- DIRECTIVE -
Reproduce verbatim the lines from the line with "point: green hillside" through the line with "column 263, row 8", inclusive of both.

- SUPPLIED DATA -
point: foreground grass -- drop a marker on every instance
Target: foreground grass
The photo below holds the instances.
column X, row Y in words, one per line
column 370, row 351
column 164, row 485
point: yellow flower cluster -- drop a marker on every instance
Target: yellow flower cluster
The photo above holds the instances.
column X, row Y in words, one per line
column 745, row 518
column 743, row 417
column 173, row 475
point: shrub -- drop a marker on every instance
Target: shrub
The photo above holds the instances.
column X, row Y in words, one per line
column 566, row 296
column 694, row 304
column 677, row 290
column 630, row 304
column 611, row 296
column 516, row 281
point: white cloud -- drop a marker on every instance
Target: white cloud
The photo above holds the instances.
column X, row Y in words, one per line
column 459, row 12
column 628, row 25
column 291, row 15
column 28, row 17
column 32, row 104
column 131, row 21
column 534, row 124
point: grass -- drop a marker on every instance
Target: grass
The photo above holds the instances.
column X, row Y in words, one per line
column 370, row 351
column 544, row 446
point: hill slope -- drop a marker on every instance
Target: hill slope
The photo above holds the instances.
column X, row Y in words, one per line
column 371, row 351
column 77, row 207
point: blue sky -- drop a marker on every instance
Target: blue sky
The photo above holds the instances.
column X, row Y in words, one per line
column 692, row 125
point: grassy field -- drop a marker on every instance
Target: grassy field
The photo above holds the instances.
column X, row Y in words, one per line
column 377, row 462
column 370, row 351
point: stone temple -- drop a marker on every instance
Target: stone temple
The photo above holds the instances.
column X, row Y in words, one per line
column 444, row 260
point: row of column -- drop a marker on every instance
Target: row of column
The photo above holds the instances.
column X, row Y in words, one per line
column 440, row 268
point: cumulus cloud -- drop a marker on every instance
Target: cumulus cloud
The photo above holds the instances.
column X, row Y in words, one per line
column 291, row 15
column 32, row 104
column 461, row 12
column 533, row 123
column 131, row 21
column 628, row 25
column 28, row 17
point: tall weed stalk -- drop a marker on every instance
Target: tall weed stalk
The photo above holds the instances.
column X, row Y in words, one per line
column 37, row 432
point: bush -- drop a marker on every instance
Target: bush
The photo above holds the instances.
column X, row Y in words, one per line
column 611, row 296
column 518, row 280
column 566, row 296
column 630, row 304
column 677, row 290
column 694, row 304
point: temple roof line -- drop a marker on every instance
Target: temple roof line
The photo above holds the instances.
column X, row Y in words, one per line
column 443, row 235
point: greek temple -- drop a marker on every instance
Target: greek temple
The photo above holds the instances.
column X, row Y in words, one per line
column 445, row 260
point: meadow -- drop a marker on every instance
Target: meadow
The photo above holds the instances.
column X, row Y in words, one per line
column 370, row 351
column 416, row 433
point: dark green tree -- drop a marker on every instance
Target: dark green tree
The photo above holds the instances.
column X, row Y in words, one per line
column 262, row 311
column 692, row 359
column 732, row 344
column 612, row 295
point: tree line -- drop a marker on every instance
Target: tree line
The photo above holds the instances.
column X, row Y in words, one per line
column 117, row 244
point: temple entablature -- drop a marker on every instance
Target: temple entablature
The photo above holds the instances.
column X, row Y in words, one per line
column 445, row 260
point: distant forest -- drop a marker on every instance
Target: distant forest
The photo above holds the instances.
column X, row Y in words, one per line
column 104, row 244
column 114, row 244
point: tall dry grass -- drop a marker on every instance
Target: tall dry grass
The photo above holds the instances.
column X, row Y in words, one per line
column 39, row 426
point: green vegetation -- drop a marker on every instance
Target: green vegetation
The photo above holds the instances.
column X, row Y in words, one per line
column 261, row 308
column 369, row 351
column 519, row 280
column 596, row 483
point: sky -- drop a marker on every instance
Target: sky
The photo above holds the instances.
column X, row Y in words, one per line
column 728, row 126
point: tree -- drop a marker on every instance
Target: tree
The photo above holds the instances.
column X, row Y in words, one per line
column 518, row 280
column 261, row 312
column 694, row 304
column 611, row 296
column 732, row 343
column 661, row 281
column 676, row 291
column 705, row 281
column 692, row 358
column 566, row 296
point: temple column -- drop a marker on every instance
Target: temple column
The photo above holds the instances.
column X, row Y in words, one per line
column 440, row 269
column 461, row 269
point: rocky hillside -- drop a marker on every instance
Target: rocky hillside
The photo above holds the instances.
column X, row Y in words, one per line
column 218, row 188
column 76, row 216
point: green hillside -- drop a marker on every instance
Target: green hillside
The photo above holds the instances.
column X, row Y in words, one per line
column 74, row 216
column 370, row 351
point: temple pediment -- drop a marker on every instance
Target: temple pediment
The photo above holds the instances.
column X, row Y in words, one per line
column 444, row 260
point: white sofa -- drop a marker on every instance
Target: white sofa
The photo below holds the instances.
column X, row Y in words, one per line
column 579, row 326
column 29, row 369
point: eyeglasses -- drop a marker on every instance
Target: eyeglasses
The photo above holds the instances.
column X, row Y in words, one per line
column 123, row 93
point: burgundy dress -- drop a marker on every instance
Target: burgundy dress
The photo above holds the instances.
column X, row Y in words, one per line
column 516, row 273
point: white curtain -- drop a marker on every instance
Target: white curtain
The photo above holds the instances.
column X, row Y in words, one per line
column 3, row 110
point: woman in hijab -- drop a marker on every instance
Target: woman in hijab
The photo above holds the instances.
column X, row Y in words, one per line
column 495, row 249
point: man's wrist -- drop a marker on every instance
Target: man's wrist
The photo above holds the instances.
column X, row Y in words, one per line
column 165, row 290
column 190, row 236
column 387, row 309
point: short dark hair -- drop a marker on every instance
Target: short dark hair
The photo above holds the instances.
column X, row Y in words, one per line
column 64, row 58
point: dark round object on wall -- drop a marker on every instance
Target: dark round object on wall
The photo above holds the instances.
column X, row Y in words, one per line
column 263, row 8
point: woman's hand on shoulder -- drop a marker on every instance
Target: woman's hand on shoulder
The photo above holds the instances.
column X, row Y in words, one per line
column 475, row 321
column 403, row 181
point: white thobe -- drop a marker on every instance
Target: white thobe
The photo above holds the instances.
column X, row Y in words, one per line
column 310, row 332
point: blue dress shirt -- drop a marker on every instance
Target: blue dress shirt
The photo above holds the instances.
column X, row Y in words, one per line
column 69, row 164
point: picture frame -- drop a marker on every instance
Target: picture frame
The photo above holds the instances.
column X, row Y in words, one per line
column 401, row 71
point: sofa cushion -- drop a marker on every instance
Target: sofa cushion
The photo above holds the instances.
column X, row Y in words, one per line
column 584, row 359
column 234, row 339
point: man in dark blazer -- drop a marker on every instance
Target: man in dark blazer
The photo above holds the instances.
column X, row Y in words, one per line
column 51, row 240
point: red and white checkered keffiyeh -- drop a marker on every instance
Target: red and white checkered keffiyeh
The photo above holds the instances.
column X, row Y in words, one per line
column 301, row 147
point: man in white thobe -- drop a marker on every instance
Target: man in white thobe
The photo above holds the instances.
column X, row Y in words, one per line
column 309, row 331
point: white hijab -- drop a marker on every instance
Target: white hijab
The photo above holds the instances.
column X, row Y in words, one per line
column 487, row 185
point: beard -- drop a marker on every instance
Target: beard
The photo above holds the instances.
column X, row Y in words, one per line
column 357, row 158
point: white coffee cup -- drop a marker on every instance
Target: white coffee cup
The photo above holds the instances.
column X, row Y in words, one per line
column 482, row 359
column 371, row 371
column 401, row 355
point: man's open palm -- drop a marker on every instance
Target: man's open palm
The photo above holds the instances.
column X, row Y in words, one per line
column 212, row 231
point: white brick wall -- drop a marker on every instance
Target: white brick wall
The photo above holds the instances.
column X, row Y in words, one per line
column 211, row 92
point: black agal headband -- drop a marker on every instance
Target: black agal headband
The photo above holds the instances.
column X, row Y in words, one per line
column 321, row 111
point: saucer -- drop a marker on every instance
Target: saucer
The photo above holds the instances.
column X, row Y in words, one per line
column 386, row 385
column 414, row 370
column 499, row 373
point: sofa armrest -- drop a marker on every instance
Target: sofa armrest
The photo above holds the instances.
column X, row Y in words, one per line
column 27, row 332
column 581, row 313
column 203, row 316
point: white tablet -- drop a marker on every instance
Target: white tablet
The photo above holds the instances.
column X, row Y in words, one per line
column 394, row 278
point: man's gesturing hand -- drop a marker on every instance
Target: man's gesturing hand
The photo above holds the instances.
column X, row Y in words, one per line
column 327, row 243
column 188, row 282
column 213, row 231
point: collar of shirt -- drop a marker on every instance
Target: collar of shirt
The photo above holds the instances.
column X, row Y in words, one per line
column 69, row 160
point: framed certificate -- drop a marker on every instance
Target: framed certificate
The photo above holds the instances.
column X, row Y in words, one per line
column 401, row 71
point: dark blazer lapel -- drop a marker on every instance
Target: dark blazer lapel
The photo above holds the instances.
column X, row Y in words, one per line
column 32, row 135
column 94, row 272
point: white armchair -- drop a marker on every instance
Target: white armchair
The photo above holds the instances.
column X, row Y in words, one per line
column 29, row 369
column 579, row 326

- FINAL RESULT -
point: green hillside -- drop a marker on every instance
Target: green hillside
The photo above holds the instances.
column X, row Y in words, one per line
column 74, row 216
column 370, row 351
point: temple pediment -- drop a marker on every instance
Target: temple pediment
The photo above holds the instances.
column X, row Y in words, one per line
column 444, row 260
point: white sofa -- drop a marker on every instance
Target: white sofa
The photo below holds the instances.
column X, row Y in words, one per line
column 579, row 326
column 29, row 369
point: eyeglasses -- drop a marker on every instance
Target: eyeglasses
The photo above holds the instances.
column X, row Y in words, one per line
column 123, row 93
point: burgundy dress -- drop a marker on every instance
Target: burgundy dress
The photo above holds the instances.
column X, row Y in words, one per line
column 516, row 273
point: white curtain -- drop a marker on every instance
Target: white curtain
The photo above holds the instances.
column X, row Y in words, one per line
column 3, row 110
point: woman in hijab -- drop a marker on every instance
Target: woman in hijab
The photo above holds the instances.
column X, row Y in words, one per line
column 495, row 249
point: man's wrist -- drop a marker on every instance
Target: man's wrist
The photo above holds the instances.
column X, row Y in words, one per line
column 165, row 290
column 190, row 236
column 387, row 309
point: short dark hair -- drop a marker on every instance
Target: short dark hair
The photo above holds the instances.
column X, row Y in words, one per line
column 64, row 58
point: dark round object on wall -- drop a marker on every instance
Target: dark round object on wall
The photo above holds the instances.
column X, row Y in words, one per line
column 263, row 8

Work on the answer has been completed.